**Passage**
****
Dr. Richard Rusk

Medical Officer of Health, Communicable Disease Unit, Manitoba Health, Seniors and Active Living & CPD Medicine Program Director, Max Rady College of Medicine

About Dr. Richard Rusk

I’m passionate about antimicrobial stewardship because the evidence is strong: using antibiotics when you don’t need them increases the risk of antibiotic resistance, which renders antibiotics ineffective when you need them in the future. If we do not start changing our practice in antibiotic use now, we could be faced with a serious medical crisis. Our future depends on it, as well as the future of our kids and grandkids.

Antimicrobial stewardship is incredibly complex, which is why we must work as a team to find solutions. Fortunately, with Choosing Wisely and campaigns like Using Antibiotics Wisely, the antimicrobial stewardship movement is picking up steam and awareness is growing. For instance, Dr. Sergio Fanella and his team at Children’s Hospital – HSC Winnipeg implemented a very successful pilot project that reviewed the use of antibiotics for every child. Clinicians, specialists and pharmacists worked together to determine whether or not prescribing antibiotics would lead to better health outcomes. Eventually, reviewing and thinking about antibiotic prescribing became part of daily practice.

There are also some community-based projects, which are important since over 90 per cent of antibiotics are prescribed in the community setting. Dr. Ganesan Abbu championed antimicrobial stewardship in the Boundary Trails Health Centre in Morden/Winkler, and as a result local clinicians in the area are far more aware and far more conscientious about the appropriate use of antibiotics in their practice.

This progress is uplifting because if we are not stewards now and if we do not remain vigilant and diligent about how and when we are prescribing antibiotics, we are putting our patients at risk. If bacteria is repeatedly challenged, i.e. with antibiotics, science shows us that it will respond by developing a resistance against antibiotics as part of its natural course.

The serious implications of antibiotic resistance are the reason why I advocate for antimicrobial stewardship. As the co-chair of the Federal Antimicrobial Stewardship working group, we are working to move policy, education, and decision making at a higher level to effect change. Antimicrobial stewardship should be driven from the top. Choosing Wisely is a key component to this process because it provides evidence-based recommendations and tools for more than 15 different clinical specialties that can be integrated into every day practice.

Educating both clinicians and patients about the appropriate use of antibiotics is also critical in facilitating change and shifting social expectations. Another reason why Choosing Wisely is incredibly valuable is because it encourages patient engagement and supports healthy conversations between patients and their health care providers about appropriate antibiotic use. Not only do these discussions lead to better health outcomes, but they also help grow the antimicrobial stewardship movement.
****
**Dataset extract**
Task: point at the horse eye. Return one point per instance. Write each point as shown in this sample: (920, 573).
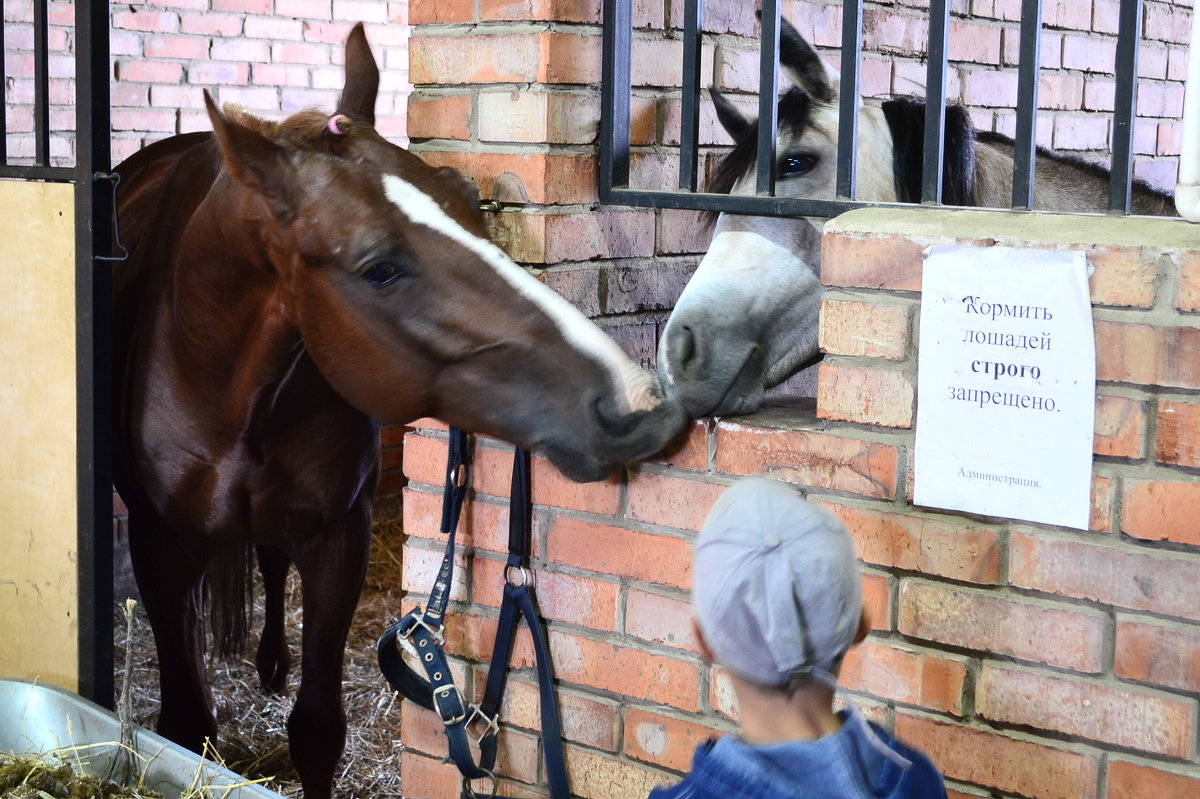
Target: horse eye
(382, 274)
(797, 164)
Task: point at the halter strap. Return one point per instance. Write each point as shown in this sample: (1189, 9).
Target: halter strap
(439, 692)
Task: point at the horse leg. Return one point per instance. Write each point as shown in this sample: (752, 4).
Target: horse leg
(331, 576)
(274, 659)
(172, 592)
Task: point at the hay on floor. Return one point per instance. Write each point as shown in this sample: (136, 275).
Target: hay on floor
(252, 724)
****
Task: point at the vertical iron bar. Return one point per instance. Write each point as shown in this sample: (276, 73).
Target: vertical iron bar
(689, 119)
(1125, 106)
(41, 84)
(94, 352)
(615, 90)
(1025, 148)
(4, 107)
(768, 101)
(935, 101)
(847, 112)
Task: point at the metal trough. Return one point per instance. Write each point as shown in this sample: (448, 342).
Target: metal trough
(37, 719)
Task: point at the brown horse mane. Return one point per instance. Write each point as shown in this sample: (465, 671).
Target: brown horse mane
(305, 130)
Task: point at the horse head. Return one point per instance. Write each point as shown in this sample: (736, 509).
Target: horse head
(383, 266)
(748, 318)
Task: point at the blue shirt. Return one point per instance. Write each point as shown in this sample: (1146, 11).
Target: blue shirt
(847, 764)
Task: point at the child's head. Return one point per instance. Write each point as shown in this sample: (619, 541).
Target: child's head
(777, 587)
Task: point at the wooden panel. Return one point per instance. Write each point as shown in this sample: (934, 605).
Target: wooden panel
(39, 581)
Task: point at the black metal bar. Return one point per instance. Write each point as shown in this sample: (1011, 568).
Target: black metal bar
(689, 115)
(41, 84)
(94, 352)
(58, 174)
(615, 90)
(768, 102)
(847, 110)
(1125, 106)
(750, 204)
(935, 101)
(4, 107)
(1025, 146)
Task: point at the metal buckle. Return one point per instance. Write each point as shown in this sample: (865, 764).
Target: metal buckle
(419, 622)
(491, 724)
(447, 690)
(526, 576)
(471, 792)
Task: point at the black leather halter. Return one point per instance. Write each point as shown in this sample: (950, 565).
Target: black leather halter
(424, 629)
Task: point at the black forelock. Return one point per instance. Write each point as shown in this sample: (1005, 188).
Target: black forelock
****
**Assignment**
Repeat everything in the antimicrobial stewardship text from "There are also" down to "in their practice.", word for word.

**Solution to this problem**
There are also some community-based projects, which are important since over 90 per cent of antibiotics are prescribed in the community setting. Dr. Ganesan Abbu championed antimicrobial stewardship in the Boundary Trails Health Centre in Morden/Winkler, and as a result local clinicians in the area are far more aware and far more conscientious about the appropriate use of antibiotics in their practice.